- **How to complete this task**
A verbatim repeat of the lines below is required, with the pictures removed.

*** Provided material ***

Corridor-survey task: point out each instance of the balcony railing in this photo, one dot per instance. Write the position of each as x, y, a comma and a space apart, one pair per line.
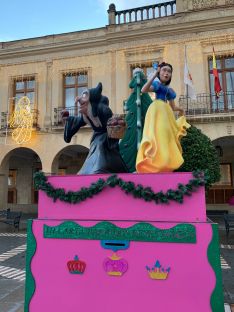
141, 13
207, 106
5, 117
73, 111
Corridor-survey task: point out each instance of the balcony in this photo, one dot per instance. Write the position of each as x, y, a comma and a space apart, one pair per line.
207, 107
5, 117
141, 13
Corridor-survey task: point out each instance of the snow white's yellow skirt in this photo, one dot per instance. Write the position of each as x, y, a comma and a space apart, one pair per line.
160, 149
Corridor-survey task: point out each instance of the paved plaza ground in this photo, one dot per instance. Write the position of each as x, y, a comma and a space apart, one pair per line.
12, 267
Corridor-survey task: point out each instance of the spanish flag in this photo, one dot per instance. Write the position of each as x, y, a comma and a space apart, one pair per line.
217, 86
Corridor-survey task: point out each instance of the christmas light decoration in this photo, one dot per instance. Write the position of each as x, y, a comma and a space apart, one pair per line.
21, 121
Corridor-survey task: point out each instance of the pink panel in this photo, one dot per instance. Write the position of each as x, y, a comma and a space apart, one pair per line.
188, 287
113, 204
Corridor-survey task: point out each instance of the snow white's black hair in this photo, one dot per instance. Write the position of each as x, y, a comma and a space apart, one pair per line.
163, 64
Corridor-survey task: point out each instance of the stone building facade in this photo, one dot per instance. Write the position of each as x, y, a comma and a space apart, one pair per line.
52, 70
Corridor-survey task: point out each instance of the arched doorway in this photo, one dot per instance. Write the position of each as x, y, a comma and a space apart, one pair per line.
19, 166
69, 160
222, 191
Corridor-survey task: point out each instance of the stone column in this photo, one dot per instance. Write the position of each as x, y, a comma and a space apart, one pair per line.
3, 191
111, 13
47, 118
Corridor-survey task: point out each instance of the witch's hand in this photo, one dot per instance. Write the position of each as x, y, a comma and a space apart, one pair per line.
64, 115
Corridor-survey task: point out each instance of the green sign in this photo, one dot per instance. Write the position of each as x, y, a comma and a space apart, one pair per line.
142, 232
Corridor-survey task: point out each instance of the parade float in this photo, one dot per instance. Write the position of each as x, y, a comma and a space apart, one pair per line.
112, 239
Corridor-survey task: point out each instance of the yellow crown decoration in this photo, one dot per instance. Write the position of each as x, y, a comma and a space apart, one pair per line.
157, 272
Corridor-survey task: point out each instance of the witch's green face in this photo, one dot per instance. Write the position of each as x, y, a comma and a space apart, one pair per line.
165, 74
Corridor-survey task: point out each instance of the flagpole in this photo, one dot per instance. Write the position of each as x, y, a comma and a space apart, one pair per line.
185, 52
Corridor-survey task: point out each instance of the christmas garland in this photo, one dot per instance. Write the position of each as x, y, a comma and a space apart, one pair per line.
137, 191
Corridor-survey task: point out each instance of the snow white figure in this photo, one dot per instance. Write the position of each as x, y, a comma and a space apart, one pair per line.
160, 149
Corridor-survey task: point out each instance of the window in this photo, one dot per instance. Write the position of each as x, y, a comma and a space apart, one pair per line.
225, 67
226, 175
25, 87
12, 178
74, 84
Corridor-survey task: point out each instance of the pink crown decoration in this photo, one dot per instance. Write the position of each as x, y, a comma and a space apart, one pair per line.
115, 265
76, 266
157, 272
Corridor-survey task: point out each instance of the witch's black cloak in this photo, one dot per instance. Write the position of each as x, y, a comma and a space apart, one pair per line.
103, 156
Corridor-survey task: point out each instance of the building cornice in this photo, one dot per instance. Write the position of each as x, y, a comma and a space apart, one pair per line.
102, 38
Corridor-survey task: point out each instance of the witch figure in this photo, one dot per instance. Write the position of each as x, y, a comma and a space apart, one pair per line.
94, 110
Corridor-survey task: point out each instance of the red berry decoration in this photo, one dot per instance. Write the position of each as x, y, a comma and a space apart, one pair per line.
76, 266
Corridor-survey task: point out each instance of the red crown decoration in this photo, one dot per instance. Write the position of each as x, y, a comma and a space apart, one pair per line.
157, 272
115, 266
76, 266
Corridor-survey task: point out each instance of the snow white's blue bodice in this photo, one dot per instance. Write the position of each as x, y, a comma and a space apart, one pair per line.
163, 92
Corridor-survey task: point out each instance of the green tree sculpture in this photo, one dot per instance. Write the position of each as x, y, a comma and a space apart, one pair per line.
200, 154
136, 107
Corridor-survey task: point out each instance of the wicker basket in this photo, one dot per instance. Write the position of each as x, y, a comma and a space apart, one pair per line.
116, 132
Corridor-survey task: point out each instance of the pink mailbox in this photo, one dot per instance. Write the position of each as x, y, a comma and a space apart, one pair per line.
115, 252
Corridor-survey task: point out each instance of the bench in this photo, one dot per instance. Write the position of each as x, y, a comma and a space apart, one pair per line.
229, 223
11, 218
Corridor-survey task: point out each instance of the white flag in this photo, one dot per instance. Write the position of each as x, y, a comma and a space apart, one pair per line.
190, 91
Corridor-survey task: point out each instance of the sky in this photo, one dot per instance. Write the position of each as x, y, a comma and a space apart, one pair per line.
28, 19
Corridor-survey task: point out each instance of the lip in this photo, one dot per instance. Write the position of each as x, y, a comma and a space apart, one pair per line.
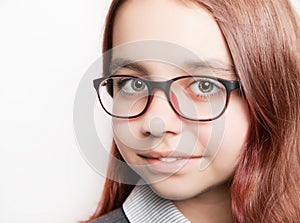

*** End of Provided material ***

- **Output of the task**
Corridor-survey task: point out each instance of the balcony railing in this photo, one dot per instance. Write the position of each as x, y, a comma and a space apart, one pair per line.
141, 13
207, 106
5, 117
73, 111
Corridor-survey task: point out each instance of the balcony in this photo, one dot per instance. Write the position of each as x, y, a comma and a space apart, one pair per line.
207, 107
5, 117
141, 13
Corridor-survey task: point out each instance of the snow white's yellow skirt in this photo, one dot per instance. Write the position of each as x, y, a comma and a space apart, one pair per line.
160, 149
Corridor-survey task: point out each instance of the paved plaza ground in this photo, one dot per instance. Write the position of each as x, y, a comma and a space apart, one pair per line.
12, 267
Corridor-survey task: point out each instance of the spanish flag in this photo, one dot per instance. Write the position of each as x, y, a comma and a space apart, one pair per line.
217, 86
Corridor-survey task: point out each instance of the christmas light decoration in this photo, one dot per instance. Write the position of each as x, y, a comma and a space apart, one pair per line.
21, 121
Corridor-survey task: point out each instance of the pink panel in this photo, one dot per instance. Write the position of each as x, y, a comma and a space apart, one pair per line.
188, 287
113, 204
Corridor-survey task: point out each instance of the snow white's black hair in this photo, one dot per instance. Write the position of each as x, y, a comma and a space apart, one pair per line.
163, 64
Corridor-survey task: point out each instance of the stone building facade in this photo, one dot per instance. Write the position of each as x, y, a comma and a space apart, one pair per line.
52, 70
Corridor-survey task: point out each instance of the arched doorway in this photo, one dot per instance. Write the position of each as x, y, a comma and a space apart, one pair per line.
19, 166
69, 160
222, 191
Corridor-survey task: point out each instance of the stone column in this photo, one dot per instance. Write the position of each as x, y, a comma and a space apart, one pair per line.
3, 191
111, 13
47, 118
Corridor-survey task: point out each instance of the witch's hand in this photo, one dot per instance. Write the position of each as x, y, a comma and a space apart, one pair per line.
64, 115
Corridor-survey task: point out each instance of the green sign in this photo, one dot per instance. Write the position of each as x, y, a comma and a space apart, one pair per line.
142, 232
Corridor-survey task: point out each instance of the parade float in this photo, one dot per instance. Write the position of each as x, y, a comma and a space apart, one pair per line.
112, 239
Corridor-survey task: point out each instance of the yellow crown decoration in this photo, one dot per instance. Write the position of each as x, y, a comma and a space apart, one pair per line.
157, 272
Corridor-survey task: point out each instance of the witch's green face in this photo, one dot per instance. Write the position of each as x, y, a comma and a space apart, one pair per line.
165, 74
Corridor-survey task: point out each instance of the flagpole in this photo, one dot per instance. Write the position of each as x, y, a comma and a space apart, one pair per line.
185, 52
Corridor-survey task: point out each instance of the christmas garland in this photo, one dot per instance. Write the position of each as x, y, a comma and a space apart, one pair per line.
137, 191
Corridor-survey task: point out each instance of the snow white figure in this photo, one dot per instance. Write the position of each as x, y, a comma and a space apart, one pair per line.
160, 149
Corridor-survey task: point out each instance of the window in this photo, one dot per instance. Write the position of each as x, y, a comma and a space apart, one pair per line.
225, 67
226, 175
25, 87
12, 178
74, 84
Corridor-survey task: point out each instance of the pink crown decoration in this photo, one dot per instance. Write the position of each as x, y, a comma and a space apart, one pair per line.
115, 265
76, 266
157, 272
Corridor-survey task: point out each instance of the witch's black cloak in this photo, one dot per instance. Write the position of each as x, y, a comma and a space apart, one pair per line.
103, 156
Corridor-survey task: point out each instance of the building cornice in this photo, one dot per instance. Write the position of each as x, y, a comma and a space apart, one pair per line.
102, 38
Corridor-survey task: point out each instance of the witch figure in this photo, one dot per instance. Write the position of each as x, y, a comma and a space apart, one pair per line.
94, 110
Corridor-survey task: point out each instance of the red berry decoration in this photo, one dot per instance. Write the position of each as x, y, a comma and a space apart, one pair per line.
76, 266
Corridor-survey task: point out each instance of the red crown decoration in this photo, one dot per instance. Write the position of each as x, y, a comma and a space apart, one pair per line.
157, 272
115, 266
76, 266
Corridor-survey task: point out each instance of the snow white's blue bodice in this photo, one dot per instance. Write the position of each as x, y, a comma and a space apart, one pair per line.
163, 92
Corridor-survey task: point out each instance of the green tree sculpture in this photo, one dot per instance. Write the position of each as x, y, a comma and a space apart, one pair per line.
200, 154
136, 107
Corridor-survey task: point out each instance of the wicker basket in this photo, one dot per instance. Write the position of each as x, y, a comma and a space apart, one pair per line.
116, 132
Corridor-survey task: point out each instance of the pink mailbox in this photo, one dot per instance. Write the position of each as x, y, a comma and a space apart, one pair per line.
115, 252
Corridor-survey task: point out each instance of the bench in this photo, one dot per instance. Write the position of each as x, y, a comma and a space apart, one pair per line.
229, 223
11, 218
Corridor-survey task: point out each instance of the white flag in this photo, one dot per instance. Write the position of each as x, y, a comma and a space apart, one pair per line.
190, 91
Corridor-survey task: point out each instance of the sky in this photo, one dot per instance. Write the position of each as x, y, a comma and a space apart, one pair per line.
28, 19
Corridor-survey task: point out each instance of the lip in this photo, one dot per instance. Write the position of each as x, y, a comma and a space apart, one pair per line.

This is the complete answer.